[[ Text for analysis open ]]

Start with a light, lemony chicken dish, then turn the leftovers into a comforting chili (because no Maine spring is ever easy)
Springtime is a magical, if fickle, time of year in Maine. Delicate snowdrops appear around the warmth of sundrenched ledge outcroppings, sometimes even bravely defying stubborn mounds of snow and the threat of frosty nights. Daffodils and tulips make their way onto the landscape, tentatively emerging through piles of leaves. The air is redolent with the smell of damp, loamy earth, while pale green buds emerge on the trees, each one a promise of the longer, warmer days of summer.
There is a hopeful giddiness that infects Mainers as we settle into spring. We are delighted with sporadic warm, sunny weather, but also resigned to the fact there will be a parade of cold, damp days to keep our soaring spirits in check.
My food choices reflect the season’s capricious nature. At this time of year, I’m ready to shift from hearty comfort foods like beef stew or macaroni and cheese, to lighter fare that reminds me of the glorious bounty of the season to come. Visions of summer salads and grilling dance in my head.
Still, the often cool, damp weather of a true Maine spring reminds me there is always a place for seasonal comfort food. On spring nights when there is still a chill in the air, I love the light and satisfying simplicity of White Chili Primavera, a riff on my tried and true White Chicken Chili recipe. This spring version has many of the same flavors and ingredients, but is also loaded with veggies that bring the earthy taste of spring to the mix.

[[ Text for analysis closed ]]

[Problems and tasks]
1. In the piece on Maine spring cooking, what is the name of the chili that the author makes on chilly spring nights?
2. Rewrite the Maine spring cooking piece from "My food choices" up to and including "in my head.", replacing "lighter fare" with "lighter dishes".
3. Write the next part of the Maine spring cooking piece, picking up after its final sentence.

[[ Extracted material open ]]

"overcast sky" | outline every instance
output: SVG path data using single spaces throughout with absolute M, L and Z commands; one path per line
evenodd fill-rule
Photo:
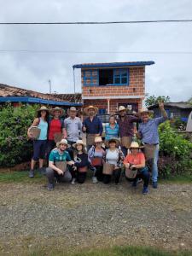
M 0 0 L 0 22 L 192 19 L 191 0 Z M 52 91 L 73 93 L 74 64 L 154 61 L 146 67 L 146 93 L 172 102 L 192 96 L 192 54 L 119 53 L 192 53 L 192 23 L 0 25 L 0 50 L 15 49 L 76 53 L 0 52 L 0 84 L 49 92 L 50 79 Z M 75 77 L 79 92 L 79 69 Z

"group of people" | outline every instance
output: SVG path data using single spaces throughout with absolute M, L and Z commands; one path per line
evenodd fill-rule
M 153 188 L 158 186 L 158 125 L 167 119 L 163 102 L 159 106 L 162 116 L 155 119 L 150 117 L 152 113 L 148 109 L 127 114 L 127 109 L 120 106 L 119 118 L 116 119 L 116 115 L 110 115 L 104 127 L 104 139 L 103 125 L 97 116 L 96 107 L 89 106 L 84 109 L 87 116 L 84 120 L 77 116 L 74 107 L 70 108 L 68 117 L 64 119 L 61 108 L 49 110 L 41 107 L 27 131 L 28 137 L 32 137 L 31 128 L 38 126 L 40 129 L 38 137 L 33 140 L 29 177 L 34 177 L 37 161 L 39 169 L 44 170 L 43 166 L 46 159 L 49 190 L 52 190 L 56 183 L 84 183 L 88 170 L 92 172 L 94 183 L 107 184 L 114 181 L 118 184 L 122 170 L 125 170 L 125 178 L 133 187 L 137 187 L 139 179 L 143 181 L 143 194 L 148 194 L 149 171 Z M 58 134 L 61 137 L 59 140 L 57 137 L 56 141 Z M 85 142 L 83 137 L 86 137 Z M 138 139 L 141 146 L 137 142 Z

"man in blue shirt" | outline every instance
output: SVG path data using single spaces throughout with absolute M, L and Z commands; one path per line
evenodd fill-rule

[[ Extracted material closed ]]

[Outputs in order]
1. White Chili Primavera.

2.
My food choices reflect the season’s capricious nature. At this time of year, I’m ready to shift from hearty comfort foods like beef stew or macaroni and cheese, to lighter dishes that reminds me of the glorious bounty of the season to come. Visions of summer salads and grilling dance in my head.

3.
This recipe also includes chicken thighs braised in white wine. When I make these, I prepare a large batch and get two meals out of one preparation.
⇓ WINE-BRAISED CHICKEN THIGHS
These wine-braised thighs are deliciously moist and flavorful and are perfect when paired with asparagus and served over brown rice. Serve half the thighs immediately and save the remaining thighs for chili later in the week.
8–10 medium skinless chicken thighs, bone in
1 1/2 cups white wine
1 bay leaf
1 medium lemon, cut in thin slices
1 tablespoon fresh lemon juice
3 cloves garlic, cut in thin slices
1 tablespoon butter
1 tablespoon flour
Salt and pepper to taste
Season chicken with salt and pepper and arrange the thighs, bone side up, in a large skillet. Add wine, bay leaf, garlic and lemon juice. Over medium high heat, bring wine to a boil then reduce heat to a simmer. Cover with a tight fitting lid and cook for 30 minutes.
Turn chicken over and arrange lemon slices on chicken. Cover again and simmer for about 15 minutes longer. Transfer chicken to a platter and discard lemon slices.
Reserve liquid. Save half for the following White Chili Primavera recipe. With the other half, make a simple roux with one tablespoon of butter and one tablespoon of flour. Melt the butter over medium low heat in the skillet, add flour and stir continuously, cooking until golden, about 3–5 minutes. Whisk in the reserved cooking liquid, adjust the seasoning and serve over the chicken.
WHITE CHILI PRIMAVERA
A light and cozy meal, just right for a rainy spring night. You can make this with meat from a store-bought rotisserie chicken, but the braised chicken thighs are melt-in-your-mouth tender and have a bright lemony taste. They’re well worth the effort if you have the time.
Meat from 4–6 braised chicken thighs, cut into bite-sized pieces
2 15-ounce cans of white beans—navy, cannellini or Great Northern—rinsed and drained
2 tablespoons olive oil
1 medium yellow onion, diced
2 medium carrots diced, about 1/2 cup
2 celery stalks, diced, about 1/2 cup
5 ounces sliced baby bella mushrooms
3 cloves garlic, minced
4 ounces baby kale, spinach or arugula
1 teaspoon ground cumin
1 teaspoon chili powder
1 teaspoon salt
Cracked fresh pepper to taste
1 1/2 cups chicken broth (use broth from braising the chicken thighs and add additional broth if necessary)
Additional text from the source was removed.